Given records:
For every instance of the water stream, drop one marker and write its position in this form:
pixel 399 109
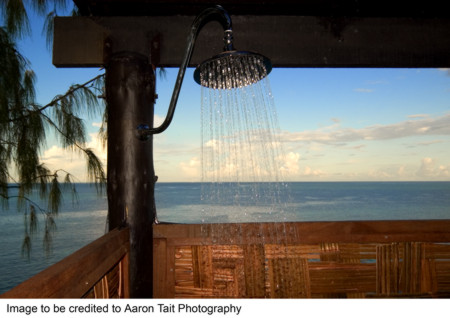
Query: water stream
pixel 241 152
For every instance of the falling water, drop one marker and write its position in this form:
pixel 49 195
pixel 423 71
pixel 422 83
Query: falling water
pixel 241 152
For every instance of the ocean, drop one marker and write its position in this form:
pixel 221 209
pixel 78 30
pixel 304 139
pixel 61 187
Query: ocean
pixel 81 223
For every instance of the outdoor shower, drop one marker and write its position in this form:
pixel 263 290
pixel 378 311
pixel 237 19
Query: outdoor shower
pixel 230 69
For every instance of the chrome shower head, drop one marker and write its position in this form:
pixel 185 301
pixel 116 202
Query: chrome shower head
pixel 232 69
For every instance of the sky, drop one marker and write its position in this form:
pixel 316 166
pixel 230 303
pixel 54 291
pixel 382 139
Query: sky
pixel 335 124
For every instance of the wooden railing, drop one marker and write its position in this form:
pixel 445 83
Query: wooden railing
pixel 98 270
pixel 303 260
pixel 249 260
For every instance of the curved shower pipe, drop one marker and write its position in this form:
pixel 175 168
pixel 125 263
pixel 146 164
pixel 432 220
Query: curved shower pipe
pixel 216 13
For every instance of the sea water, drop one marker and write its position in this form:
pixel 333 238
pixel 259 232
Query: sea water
pixel 81 223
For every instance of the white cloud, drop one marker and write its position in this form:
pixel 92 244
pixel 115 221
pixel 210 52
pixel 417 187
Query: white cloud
pixel 191 169
pixel 430 168
pixel 363 90
pixel 419 127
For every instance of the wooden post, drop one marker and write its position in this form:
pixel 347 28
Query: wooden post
pixel 130 95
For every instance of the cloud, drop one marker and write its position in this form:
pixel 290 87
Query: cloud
pixel 420 127
pixel 430 168
pixel 191 169
pixel 418 116
pixel 363 90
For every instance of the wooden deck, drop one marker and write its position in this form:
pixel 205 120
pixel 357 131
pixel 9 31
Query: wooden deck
pixel 263 260
pixel 303 260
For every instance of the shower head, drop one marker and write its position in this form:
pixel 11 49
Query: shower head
pixel 232 69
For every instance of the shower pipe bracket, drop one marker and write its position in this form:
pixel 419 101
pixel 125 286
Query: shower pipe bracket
pixel 216 13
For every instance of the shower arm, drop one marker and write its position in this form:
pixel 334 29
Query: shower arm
pixel 216 13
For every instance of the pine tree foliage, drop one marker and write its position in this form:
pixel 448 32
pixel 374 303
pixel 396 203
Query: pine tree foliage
pixel 25 124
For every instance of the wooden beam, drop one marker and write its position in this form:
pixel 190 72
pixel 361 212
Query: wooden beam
pixel 306 232
pixel 73 276
pixel 289 41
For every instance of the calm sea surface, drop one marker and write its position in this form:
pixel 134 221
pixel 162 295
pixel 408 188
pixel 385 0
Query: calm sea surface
pixel 80 224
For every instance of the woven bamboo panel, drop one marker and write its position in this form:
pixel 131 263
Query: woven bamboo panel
pixel 305 260
pixel 325 270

Problem:
Your task is to retype all the entries exactly and leave out any pictures.

Answer to this exercise:
For every instance of the water stream, drop one marker and write its position in this form:
pixel 399 109
Query: water stream
pixel 241 152
For every instance of the falling water, drop one marker and write its position in this form:
pixel 49 195
pixel 423 71
pixel 422 83
Query: falling water
pixel 241 152
For every instance of the ocean, drop one marker and write its position in this form:
pixel 221 209
pixel 78 30
pixel 304 139
pixel 61 187
Query: ocean
pixel 81 223
For every instance of the outdoor shower, drop one marker and write its position in this form:
pixel 263 290
pixel 378 311
pixel 237 19
Query: outdoor shower
pixel 230 69
For every instance of the chrome shower head, drop one marker and write its position in this form:
pixel 185 301
pixel 116 202
Query: chrome shower head
pixel 232 69
For every instance of the sky, drop one marker and write its position in this form:
pixel 316 166
pixel 230 303
pixel 54 291
pixel 382 139
Query: sky
pixel 335 124
For every instance of the wooden railing, drop one marker and write its position in this form:
pixel 445 83
Query: wooden railing
pixel 98 270
pixel 303 260
pixel 249 260
For every instance of the curved shower pipe, drop one marker and write its position in this form:
pixel 175 168
pixel 125 263
pixel 146 164
pixel 432 220
Query: curved shower pipe
pixel 216 13
For every instance of the sea water, drop one marker and write its position in this form:
pixel 333 238
pixel 259 232
Query: sea water
pixel 81 223
For every instance of the white cloud, drop one marker and write its position in this form:
pixel 92 244
pixel 115 221
pixel 210 52
pixel 417 187
Query: white cloud
pixel 191 169
pixel 430 168
pixel 363 90
pixel 419 127
For every instance of the wooden post, drop one marker and write its position in this form:
pixel 347 28
Query: wooden post
pixel 130 95
For every instance of the cloud, drop one marker and write its position in this form:
pixel 290 87
Query: cloud
pixel 420 127
pixel 430 168
pixel 191 169
pixel 418 116
pixel 363 90
For every instance of the wooden deck, drop one marker and write its position in this form:
pixel 205 120
pixel 357 131
pixel 9 31
Query: wooden deck
pixel 263 260
pixel 303 260
For every instance of the shower head, drop one marker and write its position in this form:
pixel 11 49
Query: shower head
pixel 232 69
For every instance of the shower pipe bracket, drop one marker and write its position in this form:
pixel 419 101
pixel 125 286
Query: shower pipe bracket
pixel 216 13
For every instance of the shower arm, drop one marker and write its position in this form:
pixel 334 29
Query: shower arm
pixel 216 13
For every instance of the pine tree foliage, drop one marker and write its position in this form:
pixel 448 32
pixel 374 303
pixel 396 203
Query: pine tree foliage
pixel 25 124
For every instance of the wooden beam, drop one marker and write its position in this form:
pixel 190 72
pixel 361 212
Query: wooden beam
pixel 306 232
pixel 73 276
pixel 289 41
For every instance of the calm sea surface, drop one marker and write its position in this form:
pixel 134 221
pixel 162 295
pixel 408 188
pixel 385 0
Query: calm sea surface
pixel 80 224
For every instance of the woven bamboo panel, drop one marker and write its position in this form:
pixel 131 263
Query: woven bamboo panel
pixel 305 260
pixel 325 270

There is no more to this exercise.